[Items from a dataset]
──────────────────────────────
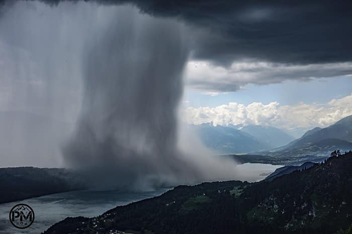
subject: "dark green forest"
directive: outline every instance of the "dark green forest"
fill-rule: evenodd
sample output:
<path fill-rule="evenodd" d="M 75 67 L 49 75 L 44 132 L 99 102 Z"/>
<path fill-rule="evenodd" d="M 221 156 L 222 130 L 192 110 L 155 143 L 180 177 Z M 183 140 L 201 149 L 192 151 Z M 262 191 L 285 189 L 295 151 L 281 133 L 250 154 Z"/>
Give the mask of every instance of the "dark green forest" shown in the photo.
<path fill-rule="evenodd" d="M 67 218 L 44 233 L 344 233 L 352 224 L 352 153 L 331 155 L 271 181 L 179 186 L 98 217 Z"/>

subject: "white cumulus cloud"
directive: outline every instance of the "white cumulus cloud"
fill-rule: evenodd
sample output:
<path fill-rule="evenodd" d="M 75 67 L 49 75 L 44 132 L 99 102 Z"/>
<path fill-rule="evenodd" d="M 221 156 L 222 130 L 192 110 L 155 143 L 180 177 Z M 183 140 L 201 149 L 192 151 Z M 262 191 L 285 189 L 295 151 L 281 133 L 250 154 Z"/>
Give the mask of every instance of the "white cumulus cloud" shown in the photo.
<path fill-rule="evenodd" d="M 215 126 L 258 125 L 283 129 L 325 127 L 352 114 L 352 93 L 325 103 L 281 105 L 253 102 L 247 105 L 229 102 L 215 107 L 189 107 L 185 110 L 185 121 L 199 125 L 213 123 Z"/>

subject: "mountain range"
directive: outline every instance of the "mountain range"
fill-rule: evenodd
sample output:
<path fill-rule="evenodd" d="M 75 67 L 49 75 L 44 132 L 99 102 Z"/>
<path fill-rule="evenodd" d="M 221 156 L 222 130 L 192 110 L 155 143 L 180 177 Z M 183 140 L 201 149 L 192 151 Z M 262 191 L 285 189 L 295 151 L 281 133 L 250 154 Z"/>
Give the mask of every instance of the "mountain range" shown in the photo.
<path fill-rule="evenodd" d="M 190 125 L 206 147 L 221 154 L 249 153 L 273 149 L 294 138 L 285 131 L 257 125 Z"/>
<path fill-rule="evenodd" d="M 44 233 L 350 233 L 351 167 L 349 152 L 271 181 L 179 186 L 97 217 L 66 218 Z"/>

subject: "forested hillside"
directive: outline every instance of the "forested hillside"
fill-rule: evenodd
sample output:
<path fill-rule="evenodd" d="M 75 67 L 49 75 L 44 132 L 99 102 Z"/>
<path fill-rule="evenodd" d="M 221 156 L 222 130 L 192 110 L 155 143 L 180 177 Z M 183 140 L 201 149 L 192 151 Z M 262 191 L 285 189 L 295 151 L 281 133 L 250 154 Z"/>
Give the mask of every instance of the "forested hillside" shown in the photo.
<path fill-rule="evenodd" d="M 180 186 L 45 233 L 333 233 L 352 223 L 352 153 L 271 181 Z"/>

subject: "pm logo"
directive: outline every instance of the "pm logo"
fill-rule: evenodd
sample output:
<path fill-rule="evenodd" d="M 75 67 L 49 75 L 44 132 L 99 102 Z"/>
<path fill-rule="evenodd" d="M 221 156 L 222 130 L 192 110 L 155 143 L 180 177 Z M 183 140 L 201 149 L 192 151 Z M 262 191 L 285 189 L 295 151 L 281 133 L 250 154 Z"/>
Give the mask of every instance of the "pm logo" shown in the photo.
<path fill-rule="evenodd" d="M 14 206 L 9 216 L 12 225 L 18 228 L 26 228 L 34 221 L 34 211 L 26 204 L 18 204 Z"/>

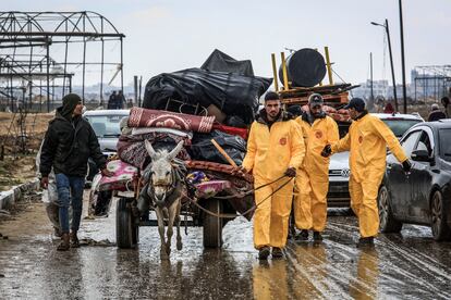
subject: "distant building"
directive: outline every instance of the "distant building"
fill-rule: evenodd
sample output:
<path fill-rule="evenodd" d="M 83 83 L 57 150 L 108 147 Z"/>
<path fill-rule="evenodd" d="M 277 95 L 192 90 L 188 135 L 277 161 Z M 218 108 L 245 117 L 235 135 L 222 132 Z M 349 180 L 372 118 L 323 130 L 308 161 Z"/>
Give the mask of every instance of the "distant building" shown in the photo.
<path fill-rule="evenodd" d="M 352 90 L 353 97 L 359 97 L 363 99 L 370 99 L 371 97 L 371 80 L 359 84 L 358 88 Z M 375 99 L 383 98 L 387 99 L 391 96 L 391 87 L 388 80 L 373 80 L 373 96 Z"/>
<path fill-rule="evenodd" d="M 450 86 L 450 74 L 438 66 L 417 66 L 411 71 L 411 90 L 413 90 L 414 99 L 432 98 L 438 101 L 448 95 Z"/>

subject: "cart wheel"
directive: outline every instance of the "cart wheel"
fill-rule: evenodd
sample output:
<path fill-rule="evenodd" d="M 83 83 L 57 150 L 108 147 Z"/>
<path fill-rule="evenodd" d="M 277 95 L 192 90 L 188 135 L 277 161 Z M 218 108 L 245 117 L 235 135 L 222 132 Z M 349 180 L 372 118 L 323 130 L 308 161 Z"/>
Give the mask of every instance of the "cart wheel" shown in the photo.
<path fill-rule="evenodd" d="M 205 200 L 205 209 L 214 213 L 222 212 L 222 202 L 219 199 Z M 222 246 L 222 218 L 204 214 L 204 247 L 221 248 Z"/>
<path fill-rule="evenodd" d="M 115 208 L 115 240 L 123 249 L 135 248 L 139 240 L 139 226 L 126 198 L 120 198 Z"/>

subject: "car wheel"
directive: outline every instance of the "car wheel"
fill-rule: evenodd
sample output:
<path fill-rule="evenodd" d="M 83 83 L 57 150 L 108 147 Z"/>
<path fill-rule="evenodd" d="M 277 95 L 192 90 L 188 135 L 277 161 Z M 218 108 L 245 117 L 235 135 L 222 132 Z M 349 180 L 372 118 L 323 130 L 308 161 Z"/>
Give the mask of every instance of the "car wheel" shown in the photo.
<path fill-rule="evenodd" d="M 402 222 L 394 218 L 390 208 L 390 193 L 386 186 L 379 189 L 379 229 L 382 233 L 399 233 L 402 229 Z"/>
<path fill-rule="evenodd" d="M 447 216 L 444 214 L 443 196 L 439 190 L 436 190 L 432 195 L 432 201 L 430 203 L 430 214 L 432 237 L 435 240 L 449 239 L 451 237 L 451 230 L 447 224 Z"/>

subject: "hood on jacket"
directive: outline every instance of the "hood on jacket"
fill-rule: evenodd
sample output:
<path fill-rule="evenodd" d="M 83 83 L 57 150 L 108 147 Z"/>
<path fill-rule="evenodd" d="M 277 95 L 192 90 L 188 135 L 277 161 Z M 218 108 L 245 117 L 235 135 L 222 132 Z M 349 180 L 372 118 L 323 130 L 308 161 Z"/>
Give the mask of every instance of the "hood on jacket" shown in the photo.
<path fill-rule="evenodd" d="M 293 120 L 293 118 L 294 118 L 293 114 L 291 114 L 291 113 L 289 113 L 289 112 L 287 112 L 284 110 L 280 110 L 278 117 L 272 123 L 290 121 L 290 120 Z M 266 113 L 266 110 L 265 109 L 261 109 L 258 112 L 257 122 L 258 123 L 261 123 L 261 124 L 266 124 L 266 125 L 268 125 L 269 123 L 271 123 L 268 120 L 268 114 Z"/>
<path fill-rule="evenodd" d="M 60 114 L 65 120 L 71 120 L 72 114 L 76 108 L 76 105 L 82 102 L 82 98 L 80 98 L 76 93 L 68 93 L 63 97 L 63 104 L 62 107 L 57 109 L 57 113 Z"/>
<path fill-rule="evenodd" d="M 324 111 L 320 112 L 320 114 L 318 116 L 314 116 L 310 112 L 306 112 L 304 111 L 302 113 L 302 120 L 307 122 L 308 124 L 313 124 L 315 122 L 315 120 L 317 118 L 325 118 L 326 117 L 326 113 Z"/>

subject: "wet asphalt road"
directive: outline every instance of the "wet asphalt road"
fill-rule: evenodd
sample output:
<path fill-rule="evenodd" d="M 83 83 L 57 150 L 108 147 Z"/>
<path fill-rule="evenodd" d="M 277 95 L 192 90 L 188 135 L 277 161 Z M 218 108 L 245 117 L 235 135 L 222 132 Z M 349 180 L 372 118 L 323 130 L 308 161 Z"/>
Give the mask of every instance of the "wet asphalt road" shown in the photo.
<path fill-rule="evenodd" d="M 188 228 L 183 250 L 173 243 L 161 262 L 156 227 L 141 228 L 137 250 L 100 242 L 58 252 L 45 218 L 27 227 L 38 213 L 41 204 L 0 226 L 3 235 L 23 226 L 0 240 L 1 299 L 451 299 L 451 243 L 427 227 L 406 225 L 361 250 L 355 217 L 332 211 L 324 242 L 290 241 L 284 260 L 261 263 L 252 224 L 235 220 L 222 250 L 204 250 L 202 228 Z M 113 214 L 83 220 L 81 237 L 114 242 L 114 224 Z"/>

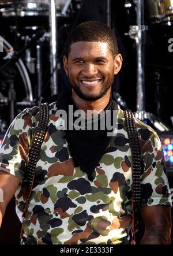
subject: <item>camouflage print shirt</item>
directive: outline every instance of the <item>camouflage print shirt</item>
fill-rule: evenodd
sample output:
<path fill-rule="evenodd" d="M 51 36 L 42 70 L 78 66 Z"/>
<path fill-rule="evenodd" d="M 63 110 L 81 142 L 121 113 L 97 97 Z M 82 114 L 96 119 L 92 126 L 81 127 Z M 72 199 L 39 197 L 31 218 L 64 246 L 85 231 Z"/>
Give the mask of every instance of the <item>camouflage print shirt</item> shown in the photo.
<path fill-rule="evenodd" d="M 124 243 L 131 221 L 132 156 L 123 111 L 119 109 L 118 132 L 95 168 L 93 181 L 80 168 L 74 168 L 65 139 L 63 120 L 57 113 L 56 103 L 52 103 L 23 220 L 21 243 Z M 39 117 L 37 107 L 21 112 L 12 123 L 1 150 L 1 170 L 21 180 L 16 192 L 18 214 L 26 200 L 22 180 Z M 160 141 L 151 128 L 136 122 L 143 159 L 141 206 L 171 206 Z"/>

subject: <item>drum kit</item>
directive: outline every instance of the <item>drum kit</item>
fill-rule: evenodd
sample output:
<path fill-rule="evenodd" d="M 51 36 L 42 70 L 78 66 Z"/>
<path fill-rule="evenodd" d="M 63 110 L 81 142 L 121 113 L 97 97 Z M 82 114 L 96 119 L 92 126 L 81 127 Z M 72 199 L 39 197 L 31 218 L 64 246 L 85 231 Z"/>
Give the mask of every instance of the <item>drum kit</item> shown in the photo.
<path fill-rule="evenodd" d="M 0 0 L 0 132 L 24 107 L 39 105 L 48 69 L 48 93 L 57 93 L 57 25 L 68 25 L 72 2 Z"/>
<path fill-rule="evenodd" d="M 24 106 L 39 103 L 44 79 L 50 81 L 48 94 L 59 92 L 57 49 L 62 40 L 59 42 L 59 27 L 72 25 L 74 3 L 76 11 L 81 2 L 81 0 L 0 0 L 0 132 L 6 129 Z M 111 4 L 110 1 L 107 2 Z M 154 123 L 156 117 L 145 111 L 145 37 L 148 27 L 171 27 L 173 0 L 125 1 L 124 6 L 130 12 L 134 8 L 136 14 L 136 24 L 129 24 L 128 33 L 134 39 L 137 49 L 136 115 Z M 111 9 L 108 10 L 111 13 Z M 21 54 L 16 54 L 20 51 Z M 10 114 L 7 114 L 7 107 Z M 163 126 L 161 125 L 161 129 Z"/>

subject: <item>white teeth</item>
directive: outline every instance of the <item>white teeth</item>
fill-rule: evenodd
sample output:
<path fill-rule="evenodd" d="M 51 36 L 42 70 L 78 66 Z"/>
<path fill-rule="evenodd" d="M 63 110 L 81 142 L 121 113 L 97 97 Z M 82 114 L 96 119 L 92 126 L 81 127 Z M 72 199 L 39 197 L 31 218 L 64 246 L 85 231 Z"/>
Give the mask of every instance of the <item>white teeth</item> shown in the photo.
<path fill-rule="evenodd" d="M 98 83 L 100 80 L 98 80 L 97 81 L 85 81 L 83 80 L 82 81 L 82 83 L 83 84 L 96 84 L 97 83 Z"/>

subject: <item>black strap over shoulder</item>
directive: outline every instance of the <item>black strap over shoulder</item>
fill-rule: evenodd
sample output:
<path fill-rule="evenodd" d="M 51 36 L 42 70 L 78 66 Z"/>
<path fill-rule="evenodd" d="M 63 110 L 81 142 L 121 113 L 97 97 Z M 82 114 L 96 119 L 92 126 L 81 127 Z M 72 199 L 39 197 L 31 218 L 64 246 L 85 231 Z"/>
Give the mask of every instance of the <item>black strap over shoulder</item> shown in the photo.
<path fill-rule="evenodd" d="M 42 103 L 39 107 L 40 117 L 38 125 L 33 138 L 29 153 L 29 162 L 27 166 L 27 180 L 28 186 L 28 194 L 23 212 L 25 217 L 28 207 L 28 202 L 33 188 L 36 164 L 38 161 L 42 144 L 47 129 L 49 117 L 49 107 L 47 103 Z"/>
<path fill-rule="evenodd" d="M 135 233 L 137 231 L 137 213 L 141 201 L 141 149 L 140 147 L 135 120 L 133 113 L 125 110 L 123 112 L 125 118 L 127 132 L 129 140 L 129 146 L 133 157 L 132 173 L 132 225 L 131 243 L 136 243 Z"/>

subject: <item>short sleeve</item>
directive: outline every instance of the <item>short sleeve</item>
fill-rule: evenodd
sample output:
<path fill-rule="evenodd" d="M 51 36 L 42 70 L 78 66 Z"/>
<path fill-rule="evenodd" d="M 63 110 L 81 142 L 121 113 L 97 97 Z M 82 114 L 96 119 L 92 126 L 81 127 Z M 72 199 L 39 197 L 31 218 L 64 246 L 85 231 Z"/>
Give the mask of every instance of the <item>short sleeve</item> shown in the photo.
<path fill-rule="evenodd" d="M 170 190 L 160 140 L 150 127 L 140 129 L 142 153 L 141 206 L 172 206 Z"/>
<path fill-rule="evenodd" d="M 0 170 L 23 178 L 36 124 L 33 109 L 26 109 L 11 124 L 0 150 Z"/>

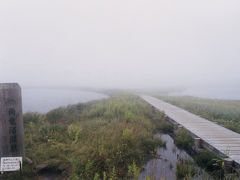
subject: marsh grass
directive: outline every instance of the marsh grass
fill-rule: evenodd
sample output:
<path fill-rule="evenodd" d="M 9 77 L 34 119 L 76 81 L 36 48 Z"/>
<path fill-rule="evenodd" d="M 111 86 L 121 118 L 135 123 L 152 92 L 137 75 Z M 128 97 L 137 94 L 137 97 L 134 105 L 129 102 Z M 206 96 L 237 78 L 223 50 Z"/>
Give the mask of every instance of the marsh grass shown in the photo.
<path fill-rule="evenodd" d="M 134 177 L 156 148 L 165 145 L 153 138 L 163 119 L 163 113 L 126 93 L 47 114 L 27 113 L 25 152 L 33 164 L 24 164 L 21 176 L 5 177 L 36 177 L 41 164 L 46 164 L 44 171 L 70 180 Z"/>

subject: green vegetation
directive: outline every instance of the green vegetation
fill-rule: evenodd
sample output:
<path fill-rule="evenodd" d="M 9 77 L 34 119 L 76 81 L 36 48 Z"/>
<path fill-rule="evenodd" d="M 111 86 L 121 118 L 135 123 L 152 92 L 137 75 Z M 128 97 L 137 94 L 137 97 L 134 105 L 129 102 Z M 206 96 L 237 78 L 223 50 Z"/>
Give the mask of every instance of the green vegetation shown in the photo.
<path fill-rule="evenodd" d="M 184 129 L 179 129 L 174 136 L 175 143 L 180 149 L 189 151 L 194 145 L 192 136 Z"/>
<path fill-rule="evenodd" d="M 185 179 L 190 180 L 195 176 L 197 170 L 195 169 L 195 164 L 192 160 L 183 160 L 180 159 L 177 162 L 177 171 L 176 177 L 177 179 Z"/>
<path fill-rule="evenodd" d="M 21 177 L 54 172 L 72 180 L 136 178 L 156 147 L 165 145 L 153 138 L 163 119 L 163 113 L 128 94 L 44 115 L 27 113 L 25 154 L 33 163 L 24 163 Z M 13 173 L 8 178 L 21 177 Z"/>
<path fill-rule="evenodd" d="M 240 133 L 240 101 L 190 96 L 158 96 L 158 98 Z"/>
<path fill-rule="evenodd" d="M 211 173 L 217 179 L 224 178 L 223 160 L 218 158 L 212 152 L 204 150 L 194 157 L 196 163 Z"/>

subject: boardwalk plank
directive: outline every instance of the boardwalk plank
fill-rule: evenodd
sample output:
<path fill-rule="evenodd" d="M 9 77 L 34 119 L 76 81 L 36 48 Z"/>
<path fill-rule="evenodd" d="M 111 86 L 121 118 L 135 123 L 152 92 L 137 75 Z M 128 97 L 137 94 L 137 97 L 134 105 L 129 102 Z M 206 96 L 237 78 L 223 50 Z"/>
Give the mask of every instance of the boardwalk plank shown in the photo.
<path fill-rule="evenodd" d="M 240 165 L 240 134 L 160 99 L 140 97 Z"/>

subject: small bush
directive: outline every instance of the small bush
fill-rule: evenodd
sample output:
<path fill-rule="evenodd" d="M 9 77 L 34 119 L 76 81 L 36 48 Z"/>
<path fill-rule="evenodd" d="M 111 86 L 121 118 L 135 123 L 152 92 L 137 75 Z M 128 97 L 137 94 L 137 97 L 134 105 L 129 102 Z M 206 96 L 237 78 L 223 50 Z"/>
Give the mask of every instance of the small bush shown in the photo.
<path fill-rule="evenodd" d="M 194 145 L 194 140 L 187 131 L 180 129 L 175 135 L 175 143 L 180 149 L 189 151 Z"/>

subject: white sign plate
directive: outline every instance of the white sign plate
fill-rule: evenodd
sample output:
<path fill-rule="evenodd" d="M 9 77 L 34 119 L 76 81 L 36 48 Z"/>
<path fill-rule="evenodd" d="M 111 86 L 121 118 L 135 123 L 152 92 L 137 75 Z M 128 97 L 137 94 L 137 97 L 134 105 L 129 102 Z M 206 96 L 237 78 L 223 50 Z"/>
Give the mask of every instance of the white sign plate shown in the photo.
<path fill-rule="evenodd" d="M 2 157 L 0 171 L 19 171 L 22 168 L 22 157 Z"/>

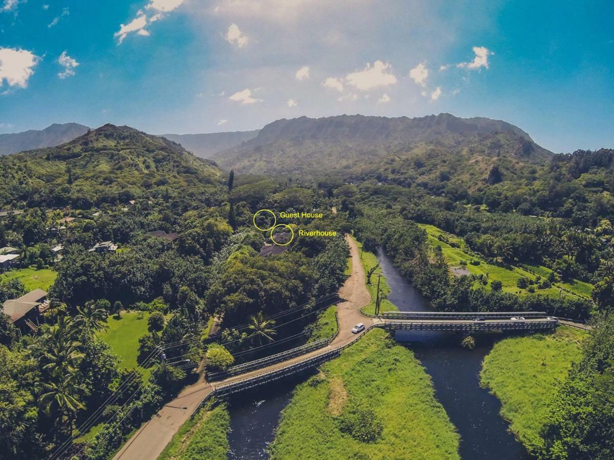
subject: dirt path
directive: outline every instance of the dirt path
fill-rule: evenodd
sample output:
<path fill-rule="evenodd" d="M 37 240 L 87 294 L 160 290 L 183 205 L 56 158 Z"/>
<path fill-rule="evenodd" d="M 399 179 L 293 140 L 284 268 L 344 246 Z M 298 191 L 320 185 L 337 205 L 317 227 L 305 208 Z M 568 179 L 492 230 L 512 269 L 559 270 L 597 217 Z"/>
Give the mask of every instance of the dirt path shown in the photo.
<path fill-rule="evenodd" d="M 340 296 L 345 301 L 337 306 L 339 334 L 332 343 L 283 362 L 216 382 L 216 385 L 232 383 L 252 375 L 266 374 L 288 364 L 317 356 L 333 348 L 343 347 L 357 340 L 362 334 L 352 334 L 352 328 L 357 323 L 363 323 L 367 328 L 373 324 L 374 320 L 372 318 L 364 316 L 360 313 L 360 309 L 371 301 L 371 296 L 365 286 L 365 270 L 360 263 L 358 245 L 349 237 L 346 236 L 346 240 L 350 247 L 352 272 L 339 291 Z M 152 460 L 157 458 L 181 426 L 200 405 L 203 399 L 213 391 L 214 389 L 214 387 L 211 384 L 202 381 L 185 388 L 177 398 L 165 405 L 130 438 L 115 454 L 114 460 Z"/>

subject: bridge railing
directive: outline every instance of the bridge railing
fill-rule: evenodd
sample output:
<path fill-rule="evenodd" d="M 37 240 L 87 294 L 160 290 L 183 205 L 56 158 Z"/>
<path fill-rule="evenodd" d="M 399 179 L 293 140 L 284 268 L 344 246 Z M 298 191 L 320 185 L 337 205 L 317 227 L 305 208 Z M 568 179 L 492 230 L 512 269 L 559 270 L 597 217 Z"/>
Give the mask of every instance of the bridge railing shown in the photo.
<path fill-rule="evenodd" d="M 462 320 L 485 318 L 486 319 L 509 319 L 511 316 L 545 318 L 545 312 L 384 312 L 378 316 L 367 315 L 371 318 L 390 320 L 440 319 Z"/>
<path fill-rule="evenodd" d="M 388 331 L 516 331 L 519 329 L 545 329 L 554 328 L 558 324 L 556 320 L 536 321 L 412 321 L 405 320 L 387 320 L 380 327 Z"/>
<path fill-rule="evenodd" d="M 270 356 L 266 356 L 265 358 L 260 358 L 260 359 L 255 359 L 254 361 L 245 362 L 243 364 L 234 366 L 232 367 L 229 367 L 226 370 L 208 374 L 207 380 L 209 381 L 218 381 L 235 375 L 246 374 L 246 372 L 249 372 L 252 370 L 262 369 L 262 367 L 266 367 L 269 366 L 272 366 L 273 364 L 276 364 L 278 362 L 287 361 L 288 359 L 290 359 L 296 356 L 299 356 L 301 355 L 306 355 L 307 353 L 311 353 L 315 350 L 326 347 L 332 343 L 333 340 L 335 340 L 337 335 L 339 334 L 339 318 L 336 312 L 335 313 L 335 320 L 337 324 L 336 332 L 330 337 L 327 337 L 325 339 L 321 339 L 319 340 L 316 340 L 316 342 L 313 342 L 310 343 L 305 343 L 300 347 L 297 347 L 294 348 L 291 348 L 290 350 L 287 350 L 285 351 L 276 353 L 275 355 L 271 355 Z"/>

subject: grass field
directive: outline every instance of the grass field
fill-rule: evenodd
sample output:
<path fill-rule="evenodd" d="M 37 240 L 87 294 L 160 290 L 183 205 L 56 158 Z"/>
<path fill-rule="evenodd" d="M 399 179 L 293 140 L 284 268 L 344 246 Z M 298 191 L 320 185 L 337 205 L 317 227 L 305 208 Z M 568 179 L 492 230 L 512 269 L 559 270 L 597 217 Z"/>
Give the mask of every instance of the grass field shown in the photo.
<path fill-rule="evenodd" d="M 336 305 L 332 305 L 321 313 L 313 325 L 313 332 L 307 340 L 307 343 L 316 342 L 322 339 L 329 337 L 337 332 Z"/>
<path fill-rule="evenodd" d="M 464 251 L 462 247 L 464 244 L 464 241 L 462 238 L 446 233 L 441 229 L 432 225 L 418 224 L 418 226 L 426 231 L 429 243 L 431 246 L 433 247 L 439 246 L 441 248 L 441 251 L 446 256 L 450 266 L 461 266 L 460 263 L 462 261 L 467 264 L 466 266 L 463 266 L 463 268 L 466 268 L 472 274 L 488 275 L 488 285 L 486 286 L 486 289 L 490 289 L 491 283 L 496 280 L 501 282 L 503 292 L 511 293 L 520 296 L 532 295 L 531 293 L 529 293 L 526 289 L 518 287 L 516 285 L 518 280 L 523 277 L 535 280 L 537 275 L 532 272 L 537 273 L 537 275 L 540 275 L 542 277 L 545 277 L 552 271 L 543 266 L 527 265 L 519 267 L 509 266 L 508 267 L 505 267 L 488 264 L 483 258 L 476 257 Z M 447 243 L 440 241 L 437 239 L 437 237 L 440 235 L 445 235 L 451 241 L 457 243 L 461 247 L 453 247 Z M 473 260 L 480 261 L 480 265 L 472 265 L 470 263 Z M 523 269 L 523 267 L 524 268 Z M 535 288 L 534 294 L 558 297 L 561 295 L 559 286 L 562 286 L 570 291 L 567 295 L 575 295 L 575 296 L 590 297 L 591 290 L 593 288 L 593 286 L 587 283 L 573 280 L 570 283 L 558 283 L 548 289 Z"/>
<path fill-rule="evenodd" d="M 230 429 L 225 405 L 205 406 L 183 424 L 158 460 L 226 460 Z"/>
<path fill-rule="evenodd" d="M 547 422 L 548 399 L 580 359 L 586 336 L 559 326 L 551 334 L 504 339 L 484 359 L 481 383 L 500 400 L 502 416 L 529 451 L 543 445 L 539 434 Z"/>
<path fill-rule="evenodd" d="M 17 278 L 21 280 L 26 291 L 33 291 L 35 289 L 42 289 L 49 291 L 49 288 L 55 282 L 58 274 L 51 269 L 37 270 L 33 268 L 11 270 L 0 275 L 0 278 L 10 280 Z"/>
<path fill-rule="evenodd" d="M 141 318 L 139 319 L 139 316 Z M 119 367 L 137 369 L 139 356 L 139 339 L 147 334 L 148 312 L 122 312 L 122 319 L 109 316 L 108 329 L 100 332 L 99 337 L 108 343 L 113 352 L 119 356 Z M 146 377 L 149 371 L 143 371 Z"/>
<path fill-rule="evenodd" d="M 362 243 L 358 241 L 356 243 L 358 244 L 359 250 L 361 250 L 362 249 Z M 365 276 L 366 277 L 368 270 L 377 265 L 378 258 L 372 252 L 364 251 L 362 253 L 361 261 L 362 262 L 362 267 L 365 270 Z M 375 299 L 377 297 L 378 292 L 378 274 L 383 274 L 381 267 L 378 267 L 371 275 L 371 284 L 367 285 L 367 289 L 371 294 L 371 302 L 366 307 L 364 307 L 362 309 L 362 311 L 370 315 L 373 315 L 375 313 Z M 382 312 L 396 312 L 398 310 L 398 309 L 397 307 L 397 305 L 388 300 L 388 294 L 390 293 L 391 289 L 390 286 L 388 286 L 386 277 L 384 276 L 383 274 L 379 282 L 379 290 L 384 296 L 380 304 L 380 310 Z"/>
<path fill-rule="evenodd" d="M 459 437 L 430 378 L 411 351 L 386 337 L 379 329 L 368 332 L 297 387 L 282 413 L 271 459 L 459 458 Z M 340 431 L 340 415 L 356 406 L 381 421 L 376 442 Z"/>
──────────────────────────────
Written instruction >> Please copy the lines of the data above verbatim, from the line containing "subject: <item>camouflage print shirt</item>" through the line containing "124 243 L 131".

Answer >>
subject: <item>camouflage print shirt</item>
directive: outline every instance of the <item>camouflage print shirt</item>
fill-rule: evenodd
sample output:
<path fill-rule="evenodd" d="M 51 36 L 42 70 L 78 66 Z"/>
<path fill-rule="evenodd" d="M 63 110 L 81 142 L 121 113 L 97 97 Z M 82 114 L 96 119 L 92 126 L 81 127 Z M 72 199 L 39 197 L 31 218 L 64 246 L 85 231 Z"/>
Give the mask of every instance of the <item>camouflage print shirt</item> shown in the photo.
<path fill-rule="evenodd" d="M 124 243 L 131 221 L 132 156 L 123 111 L 119 109 L 118 132 L 95 168 L 93 181 L 80 168 L 74 168 L 65 139 L 63 120 L 57 113 L 56 103 L 52 103 L 23 220 L 21 243 Z M 39 117 L 37 107 L 21 112 L 12 123 L 1 150 L 1 170 L 21 180 L 16 192 L 18 214 L 26 200 L 22 180 Z M 160 141 L 151 128 L 136 122 L 143 159 L 141 206 L 171 206 Z"/>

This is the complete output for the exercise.